▶ [WRITTEN INSTRUCTION 1] Starting with the line containing "Each instance of the woman's ear" and going on through the end of the listing, give those listing lines again with every "marker" replaced by "point" and everything else unchanged.

Ever wonder what a Canuck is? How about a Blue Jacket? Here's a breakdown of how the league’s 32 teams got their names.
1. New York Rangers
In 1925, the New York Americans joined the National Hockey League and played their home games at the old Madison Square Garden. Tex Rickard, the boxing promoter and ex-gold prospector who built and owned the arena, decided he wanted his own NHL team, which he was awarded in 1926. Rickard’s team was immediately dubbed “Tex’s Rangers” as a pun referencing the paramilitary force founded in Texas during the 1830s. The Americans folded in 1942, while Tex’s Rangers remain.
2. New Jersey Devils
Given that New Jersey has never been known for its mountains, the team needed a new nickname after the Colorado Rockies relocated to the Garden State in 1982. The New Jersey Sports and Exhibition Authority sponsored a statewide newspaper contest to determine the new nickname and some of the other finalists included Americans, Blades, Coastals, Colonials, Gulls, Jaguars, Meadowlanders, and Meadowlarks. While some fans objected to the winning selection on religious grounds—one threatened the life of a reporter who was covering the search—the Devil has an entirely non-religious folk history in New Jersey. According to legend, a harmless creature known as the Leeds Devil, or the Jersey Devil, roamed the Pine Barrens in the southern part of the state from 1887 until 1938.
3. New York Islanders
When New York’s expansion Major League Baseball franchise held a name-the-team contest in 1961, Islanders finished third behind Mets and Empires. Eleven years later, Islanders was selected as the nickname for New York’s new hockey team, which plays its home games on Long Island.
4. Philadelphia Flyers
The team sponsored a name-the-team contest after Ed Snider, then-vice president of the Philadelphia Eagles, brought hockey back to the City of Brotherly Love in 1966. Snider’s sister, Phyllis, reportedly suggested the name Flyers, which sounds good when paired with Philadelphia but doesn’t have any real meaning.

▶ [INFORMATION GIVEN]
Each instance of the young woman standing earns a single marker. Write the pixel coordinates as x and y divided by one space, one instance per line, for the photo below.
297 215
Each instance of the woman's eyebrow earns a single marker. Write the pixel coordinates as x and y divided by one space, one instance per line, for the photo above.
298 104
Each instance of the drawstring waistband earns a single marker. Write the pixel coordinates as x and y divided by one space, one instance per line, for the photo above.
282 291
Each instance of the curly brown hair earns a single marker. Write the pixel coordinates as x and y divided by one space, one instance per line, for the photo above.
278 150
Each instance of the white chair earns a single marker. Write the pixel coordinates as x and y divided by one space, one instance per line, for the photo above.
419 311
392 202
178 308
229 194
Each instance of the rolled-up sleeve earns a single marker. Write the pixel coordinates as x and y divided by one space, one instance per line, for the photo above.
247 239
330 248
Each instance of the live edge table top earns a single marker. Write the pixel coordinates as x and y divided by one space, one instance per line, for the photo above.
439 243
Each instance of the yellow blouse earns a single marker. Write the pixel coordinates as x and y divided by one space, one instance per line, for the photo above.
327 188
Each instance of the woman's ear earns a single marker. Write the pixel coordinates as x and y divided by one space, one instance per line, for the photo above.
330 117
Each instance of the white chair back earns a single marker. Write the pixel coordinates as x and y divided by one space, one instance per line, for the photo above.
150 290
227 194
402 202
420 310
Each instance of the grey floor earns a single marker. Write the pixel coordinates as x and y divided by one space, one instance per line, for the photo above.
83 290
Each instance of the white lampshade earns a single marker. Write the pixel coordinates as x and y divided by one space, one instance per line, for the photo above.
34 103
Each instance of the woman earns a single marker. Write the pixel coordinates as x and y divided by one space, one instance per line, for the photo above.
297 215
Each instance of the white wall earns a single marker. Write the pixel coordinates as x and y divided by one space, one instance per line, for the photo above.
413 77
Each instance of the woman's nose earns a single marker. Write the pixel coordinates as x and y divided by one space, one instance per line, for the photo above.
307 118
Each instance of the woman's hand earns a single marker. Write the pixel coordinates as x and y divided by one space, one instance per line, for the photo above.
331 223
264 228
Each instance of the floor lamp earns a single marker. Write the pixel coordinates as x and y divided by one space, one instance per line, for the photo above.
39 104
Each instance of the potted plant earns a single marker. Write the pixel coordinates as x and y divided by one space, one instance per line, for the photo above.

▶ [WRITTEN INSTRUCTION 2] Print the part of the text on NHL team names starting with "3. New York" and going on through "on Long Island.", copied word for word.

▶ [TASK ANSWER 1]
Each instance of the woman's ear earns a single point. Write the pixel coordinates as x and y divided by one space, one instance per line, for the photo above.
330 117
Each instance of the white chair back earns a single point. Write the pixel coordinates as x and y divided by one space, one instance per line, for the photo above.
150 290
227 194
402 202
420 310
Each instance of the grey floor earns a single point. Write the pixel coordinates as x and y divided by one space, one instance per line, for the photo above.
83 290
Each instance of the white lampshade earns a single point. Write the pixel coordinates as x and y divided by one space, one instance per line, for the photo above.
34 103
Each instance of the woman earns a single point. Write the pixel coordinates as x and y divided by one space, one instance per line, for the photo above.
297 215
Each instance of the white wall earns a single point. Write the pixel coordinates as x and y divided by one space, one instance per line, for the photo above.
413 77
Each instance of the woman's nose earns a single point. Write the pixel coordinates as x and y divided by one space, one instance per line, for the photo above.
307 118
Each instance of the woman's hand earns a single point. Write the pixel coordinates as x and y divided by one space, one instance per line, for the photo above.
331 223
264 228
Each instance of the floor lamp earns a single point. Write the pixel coordinates as x and y divided by one space, one instance per line, for the photo above.
39 104
Each instance of the potted plant earns a single point. Write the pixel coordinates as x and y divided by one space, one instance per line, for the photo above.

▶ [TASK ANSWER 2]
3. New York Islanders
When New York’s expansion Major League Baseball franchise held a name-the-team contest in 1961, Islanders finished third behind Mets and Empires. Eleven years later, Islanders was selected as the nickname for New York’s new hockey team, which plays its home games on Long Island.